EXERCICE » Recopiez sans rien changer les lignes des enregistrements ci-dessous, depuis celle qui contient « the leafy plant » jusqu'à la toute dernière, ces deux lignes comprises.

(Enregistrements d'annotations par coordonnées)
::::::::
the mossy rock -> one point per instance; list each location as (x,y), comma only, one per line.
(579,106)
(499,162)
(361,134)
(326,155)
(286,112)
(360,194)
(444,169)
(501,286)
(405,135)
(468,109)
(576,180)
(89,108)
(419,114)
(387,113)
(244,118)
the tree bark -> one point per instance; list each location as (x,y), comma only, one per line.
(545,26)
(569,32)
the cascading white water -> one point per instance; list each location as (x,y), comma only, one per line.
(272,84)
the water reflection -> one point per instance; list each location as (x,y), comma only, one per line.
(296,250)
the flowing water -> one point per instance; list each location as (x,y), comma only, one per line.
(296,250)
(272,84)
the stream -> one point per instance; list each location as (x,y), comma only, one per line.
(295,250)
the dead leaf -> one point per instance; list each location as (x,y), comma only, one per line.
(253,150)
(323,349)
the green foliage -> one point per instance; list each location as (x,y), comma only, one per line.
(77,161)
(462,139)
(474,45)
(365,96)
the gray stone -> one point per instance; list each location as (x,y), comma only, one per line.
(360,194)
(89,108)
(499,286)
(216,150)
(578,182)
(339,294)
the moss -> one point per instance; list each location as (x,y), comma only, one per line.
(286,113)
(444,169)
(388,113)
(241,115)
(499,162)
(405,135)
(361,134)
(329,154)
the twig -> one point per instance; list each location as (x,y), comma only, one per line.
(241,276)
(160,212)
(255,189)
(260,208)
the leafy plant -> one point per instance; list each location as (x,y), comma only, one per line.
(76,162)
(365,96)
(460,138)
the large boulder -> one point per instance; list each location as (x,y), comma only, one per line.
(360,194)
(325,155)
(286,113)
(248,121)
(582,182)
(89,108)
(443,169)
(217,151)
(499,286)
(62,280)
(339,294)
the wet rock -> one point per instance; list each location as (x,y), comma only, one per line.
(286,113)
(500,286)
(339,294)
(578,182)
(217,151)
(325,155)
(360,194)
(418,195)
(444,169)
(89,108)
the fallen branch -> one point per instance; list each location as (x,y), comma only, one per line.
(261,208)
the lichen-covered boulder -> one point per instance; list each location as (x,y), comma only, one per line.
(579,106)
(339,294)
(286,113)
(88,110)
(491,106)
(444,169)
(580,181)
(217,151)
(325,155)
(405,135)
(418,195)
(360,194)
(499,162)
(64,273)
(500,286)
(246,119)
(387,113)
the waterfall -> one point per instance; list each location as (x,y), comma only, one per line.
::::::::
RÉPONSE COMPLÈTE »
the leafy plant -> one point per instance; list each location as (x,y), comma only, one per line.
(76,162)
(365,96)
(460,138)
the large boulder -> one point per instance; list each location as (x,y), comma only, one per line.
(360,194)
(325,155)
(286,113)
(248,121)
(582,182)
(89,108)
(443,169)
(217,151)
(499,286)
(62,280)
(339,294)
the wet rock -> one point per instance; list each location as (x,y), comma only, one per line.
(286,113)
(500,286)
(339,294)
(578,182)
(217,151)
(325,155)
(360,194)
(418,195)
(444,169)
(89,108)
the fallen branch -> one point per instance; list each location as (x,y), comma only, one per line.
(261,208)
the lichen-covered boulder -> one point per instance; list each location as (x,y), comma only, one per line.
(579,106)
(339,294)
(286,113)
(88,110)
(491,106)
(444,169)
(580,181)
(217,151)
(325,155)
(405,135)
(418,195)
(360,194)
(499,162)
(64,273)
(500,286)
(246,119)
(387,113)
the waterfall -> one point per instance; list each location as (x,y), comma only, one per line.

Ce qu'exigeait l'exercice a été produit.